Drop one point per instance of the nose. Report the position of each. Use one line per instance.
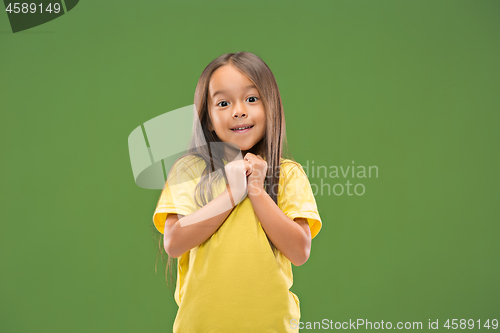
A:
(240, 111)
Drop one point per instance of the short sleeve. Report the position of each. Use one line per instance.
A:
(296, 198)
(177, 197)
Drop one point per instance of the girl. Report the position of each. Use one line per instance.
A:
(236, 224)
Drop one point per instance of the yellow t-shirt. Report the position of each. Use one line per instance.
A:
(233, 282)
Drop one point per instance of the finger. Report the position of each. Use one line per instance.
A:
(248, 168)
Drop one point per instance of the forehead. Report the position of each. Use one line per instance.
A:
(228, 80)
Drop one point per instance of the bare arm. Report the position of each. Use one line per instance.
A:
(181, 235)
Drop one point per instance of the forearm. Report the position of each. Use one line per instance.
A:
(286, 234)
(192, 230)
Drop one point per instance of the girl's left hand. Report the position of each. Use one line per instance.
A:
(258, 174)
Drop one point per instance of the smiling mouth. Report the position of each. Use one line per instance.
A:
(240, 129)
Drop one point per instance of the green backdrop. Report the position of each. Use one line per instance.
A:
(411, 87)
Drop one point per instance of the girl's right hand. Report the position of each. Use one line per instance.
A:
(236, 173)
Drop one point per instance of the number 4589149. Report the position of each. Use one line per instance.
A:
(463, 324)
(32, 8)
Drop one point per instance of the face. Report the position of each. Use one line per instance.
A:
(234, 103)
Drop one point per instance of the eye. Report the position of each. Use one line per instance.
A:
(219, 104)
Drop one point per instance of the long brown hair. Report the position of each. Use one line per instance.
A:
(272, 146)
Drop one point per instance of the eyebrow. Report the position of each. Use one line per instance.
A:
(223, 91)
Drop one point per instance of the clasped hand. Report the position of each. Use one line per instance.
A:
(247, 174)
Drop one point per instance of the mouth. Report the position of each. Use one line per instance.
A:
(242, 129)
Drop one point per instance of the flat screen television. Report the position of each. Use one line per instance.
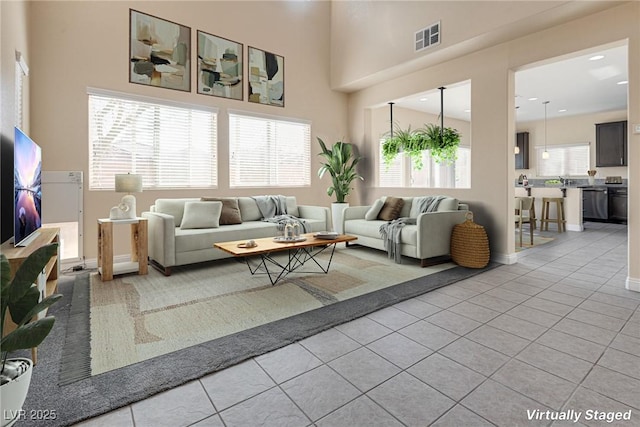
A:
(27, 188)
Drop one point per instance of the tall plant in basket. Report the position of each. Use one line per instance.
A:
(20, 301)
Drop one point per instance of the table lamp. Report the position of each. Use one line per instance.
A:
(126, 183)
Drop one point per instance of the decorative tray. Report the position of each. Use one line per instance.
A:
(282, 239)
(329, 235)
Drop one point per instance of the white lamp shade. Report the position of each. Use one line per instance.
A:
(128, 183)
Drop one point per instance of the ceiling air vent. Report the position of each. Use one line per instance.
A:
(427, 37)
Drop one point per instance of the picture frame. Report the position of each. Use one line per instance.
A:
(266, 77)
(220, 66)
(159, 52)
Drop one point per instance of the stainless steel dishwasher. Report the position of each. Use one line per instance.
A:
(595, 204)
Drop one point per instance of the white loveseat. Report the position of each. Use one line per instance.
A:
(429, 240)
(177, 237)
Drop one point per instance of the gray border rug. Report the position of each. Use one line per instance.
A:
(102, 393)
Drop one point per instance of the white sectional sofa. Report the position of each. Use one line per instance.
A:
(183, 230)
(428, 240)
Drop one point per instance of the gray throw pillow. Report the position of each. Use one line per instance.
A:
(201, 215)
(374, 210)
(230, 209)
(391, 209)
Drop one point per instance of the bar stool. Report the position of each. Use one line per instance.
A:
(546, 219)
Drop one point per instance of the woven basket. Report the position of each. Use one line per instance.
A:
(470, 244)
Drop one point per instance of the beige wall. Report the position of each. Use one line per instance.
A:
(86, 44)
(491, 72)
(568, 130)
(13, 18)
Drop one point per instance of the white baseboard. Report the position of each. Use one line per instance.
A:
(505, 258)
(632, 284)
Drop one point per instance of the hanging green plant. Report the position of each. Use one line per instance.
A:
(414, 142)
(443, 148)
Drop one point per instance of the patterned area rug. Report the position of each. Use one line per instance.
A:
(135, 318)
(147, 311)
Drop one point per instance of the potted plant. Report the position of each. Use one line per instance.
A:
(340, 162)
(443, 148)
(22, 301)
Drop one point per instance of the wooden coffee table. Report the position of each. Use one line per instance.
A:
(299, 253)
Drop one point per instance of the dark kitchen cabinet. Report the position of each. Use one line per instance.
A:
(611, 144)
(522, 158)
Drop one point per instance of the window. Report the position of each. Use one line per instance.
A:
(266, 151)
(172, 145)
(564, 160)
(432, 175)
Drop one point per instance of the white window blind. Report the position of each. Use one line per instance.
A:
(265, 151)
(564, 160)
(172, 145)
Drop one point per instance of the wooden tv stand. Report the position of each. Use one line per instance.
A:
(48, 281)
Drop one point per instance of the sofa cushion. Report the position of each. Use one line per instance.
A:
(173, 207)
(201, 215)
(249, 209)
(448, 204)
(391, 209)
(230, 209)
(374, 210)
(371, 229)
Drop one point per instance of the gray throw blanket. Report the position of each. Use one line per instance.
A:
(390, 233)
(427, 203)
(271, 206)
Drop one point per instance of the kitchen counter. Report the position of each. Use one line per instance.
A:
(572, 202)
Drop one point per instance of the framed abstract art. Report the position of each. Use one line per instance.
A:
(266, 77)
(159, 52)
(219, 66)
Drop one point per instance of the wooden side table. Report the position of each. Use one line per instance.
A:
(139, 251)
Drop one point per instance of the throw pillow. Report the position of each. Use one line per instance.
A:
(201, 215)
(391, 209)
(230, 209)
(374, 210)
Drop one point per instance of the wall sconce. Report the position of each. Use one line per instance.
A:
(126, 183)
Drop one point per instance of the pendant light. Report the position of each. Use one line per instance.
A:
(545, 153)
(442, 113)
(391, 119)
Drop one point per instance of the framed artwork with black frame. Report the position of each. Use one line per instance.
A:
(266, 77)
(219, 66)
(159, 52)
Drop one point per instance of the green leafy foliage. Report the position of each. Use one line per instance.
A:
(340, 162)
(442, 148)
(20, 299)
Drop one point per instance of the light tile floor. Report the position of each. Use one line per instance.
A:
(555, 332)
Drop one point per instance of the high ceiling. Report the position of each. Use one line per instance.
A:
(588, 82)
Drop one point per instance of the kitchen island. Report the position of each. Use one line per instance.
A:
(572, 203)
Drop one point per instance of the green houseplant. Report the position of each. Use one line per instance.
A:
(443, 148)
(22, 301)
(340, 163)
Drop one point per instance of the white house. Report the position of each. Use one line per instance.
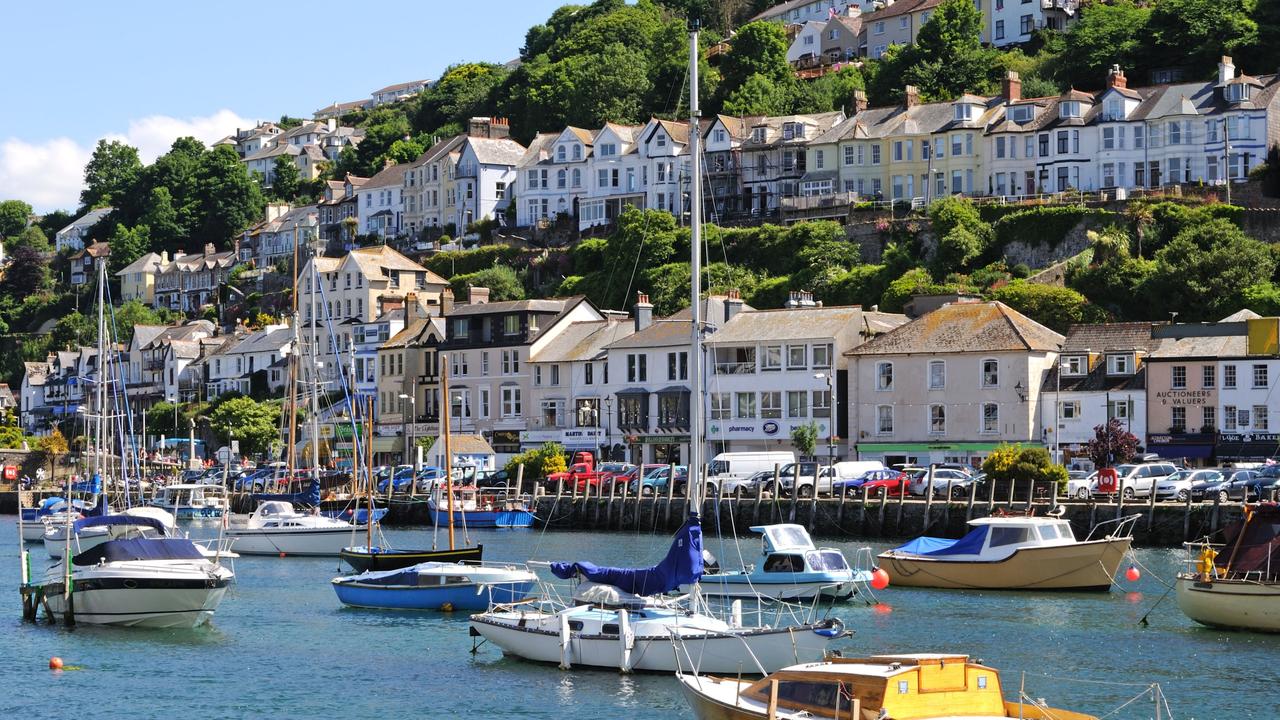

Exercise objective:
Output the material word for word. Pictures do not go in.

Solution to this exercise:
Drop one point per instance of the nose. Report the position of each. Use one line per instance.
A:
(240, 111)
Drop one point per instance of the short sleeve. Report the position of each. Use one line per instance.
A:
(296, 198)
(177, 197)
Drop one point per instance of the girl. Report the position of each. Use one line per instance.
A:
(236, 224)
Drop one point per instance of the yellow t-shirt. Report the position of each. Use one line per instance.
A:
(233, 282)
Drop one point per instance of the finger. Report the position of each. Use one line per instance.
A:
(248, 168)
Drop one point per instance of the forehead. Report the position of each. Use one line per instance.
A:
(228, 80)
Drop one point per instance of the bare arm. Report the position of each. Use one line per instance.
A:
(181, 235)
Drop one point per instance of the forearm. Report the position of each. Use one line per instance.
A:
(286, 234)
(192, 230)
Drop one point per instance of the girl's left hand. Report the position of each. Use one line per instance.
A:
(258, 174)
Drop one point per instance of the smiling mouth. Report the position of each. Use one line per instance.
A:
(240, 129)
Drop one point per instance of the green backdrop. Report the position of each. Use one line per instance.
A:
(411, 87)
Drop one point per instance of the girl's right hand. Report the position of each. Use one line per instance.
A:
(236, 173)
Drop one point per instance of the number 4589149. Report the position of each. Use one line per instance.
A:
(463, 324)
(32, 8)
Drop one point per instance of the face. Report the position of each. Use one line per instance.
A:
(234, 103)
Drop one point per instance of the eye. Report the position of each. Use one line per instance.
A:
(219, 104)
Drop one point per instance of the long brown hair. Report the position of each. Use one line per instance.
A:
(272, 146)
Drop one point per instance of the eyebrow. Report the position of each. Use one line per instance.
A:
(223, 91)
Drop one point per instance of the clasped hand. Report the position of each. Use one line per instance.
A:
(247, 174)
Drop one point per instance of the mouth. Report the position of each. Use one line per instance.
A:
(242, 129)
Drop one point per instance of the flat screen television. Report the position of each. Use one line per instance.
A:
(27, 188)
Drop one point per instance of the tall plant in basket. Report the position of each. Use one line per instance.
A:
(20, 301)
Drop one point per instance of the table lamp. Report the position of each. Use one line per instance.
A:
(126, 183)
Drop one point per instance of the decorative tray. Report the position of each. Use one line per instance.
A:
(282, 239)
(329, 235)
Drop one point per instance of the white lamp shade. Report the position of each. Use one line per instance.
A:
(128, 183)
Drop one point per instance of the ceiling air vent. Report the position of each. Use one line per instance.
A:
(427, 37)
Drop one point per instance of the picture frame. Report the position of each. Use one line per instance.
A:
(266, 77)
(220, 66)
(159, 52)
Drop one point per instance of the stainless steel dishwasher. Report the position of each. Use one line per instance.
A:
(595, 204)
Drop one point per instance of the white loveseat. Report the position of each. Use one line per instance.
A:
(429, 240)
(177, 237)
Drop one point per instance of the gray border rug. Report the position of each. Use one line per instance.
A:
(102, 393)
Drop one point per instance of the white sectional sofa. Report the position of each. Use one line per instance.
A:
(183, 230)
(428, 240)
Drop one point per instance of the gray throw pillow. Report the position of each. Use one line per instance.
A:
(201, 215)
(374, 210)
(230, 209)
(391, 209)
Drop one point per instance of the bar stool. Report the position of each. Use one line per instance.
A:
(546, 219)
Drop one point per instance of the woven basket. Report the position of each. Use one line per instance.
A:
(470, 244)
Drop one point per instance of the beige wall. Report the position of each. Use one line per instance.
A:
(86, 44)
(491, 72)
(568, 130)
(13, 18)
Drop one point per instance of the white baseboard. Report the position of each. Use one line per instance.
A:
(505, 258)
(632, 284)
Drop one point per instance of the hanging green plant. Report the position of each. Use one line per instance.
A:
(414, 142)
(443, 148)
Drop one point per instance of the patterned area rug. Report the position of each. Use one line per instance.
A:
(135, 318)
(147, 311)
Drop one point per instance of the potted plant. Report the position of each. Use one line per instance.
A:
(340, 162)
(443, 148)
(22, 301)
Drop one point per instance of the wooden coffee table. Report the position of each. Use one line per instance.
A:
(299, 253)
Drop one point per instance of the dark kitchen cabinet. Report the position of each. Use one line per instance.
A:
(611, 144)
(522, 158)
Drop one point per instance of the window. Report the position of each. Use one line per instance.
A:
(266, 151)
(172, 145)
(564, 160)
(432, 175)
Drop one point per instance of the white window blind. Report the position of each. Use one line per instance.
A:
(265, 151)
(564, 160)
(172, 145)
Drop one point per instance of the wooden tv stand. Report the position of each. Use one line per instance.
A:
(48, 281)
Drop one point per instance of the sofa cushion. Report the position of each. Use one line per instance.
A:
(173, 207)
(201, 215)
(249, 209)
(448, 204)
(391, 209)
(230, 209)
(374, 210)
(371, 229)
Drop one point per instance of the gray throw blanket. Report the position of each. Use one line per instance.
A:
(390, 233)
(427, 203)
(271, 206)
Drop one point per instance of the kitchen counter. Report the position of each. Use one line per instance.
A:
(572, 202)
Drop one point per instance of the framed abstract art. Report the position of each. Use one line per instance.
A:
(266, 77)
(159, 52)
(219, 66)
Drop one point per instance of the wooden side table. Report the position of each. Use one line per instance.
A:
(139, 251)
Drop one point per instance of the throw pillow. Report the position of each. Use one line per instance.
A:
(201, 215)
(391, 209)
(230, 209)
(374, 210)
Drop one point per instance of the wall sconce. Report the position of each. Use one line per instance.
A:
(126, 183)
Drop one point per instance of the pendant light. Report the position of each. Use one line per instance.
A:
(545, 153)
(442, 113)
(391, 119)
Drop one point per instance of the framed artwork with black frame. Report the position of each. Use one line per instance.
A:
(266, 77)
(219, 66)
(159, 52)
Drop one point per instance of the green leafy foliage. Report the position of each. Use one line per instance.
A:
(340, 162)
(442, 148)
(20, 299)
Drop one point per instance of the light tile floor. Report the position of each. Use one line per instance.
A:
(555, 332)
Drop one point per instance of the high ceiling. Report the position of each. Use one line per instance.
A:
(588, 82)
Drop one point per instance of the kitchen island. Report the position of each. Use one line per instance.
A:
(572, 203)
Drop one point per instance of the green houseplant. Report the position of each. Use one line per instance.
A:
(443, 148)
(22, 301)
(340, 163)
Drop one point per instance of the white house. Report the position of each. Use one line per instance.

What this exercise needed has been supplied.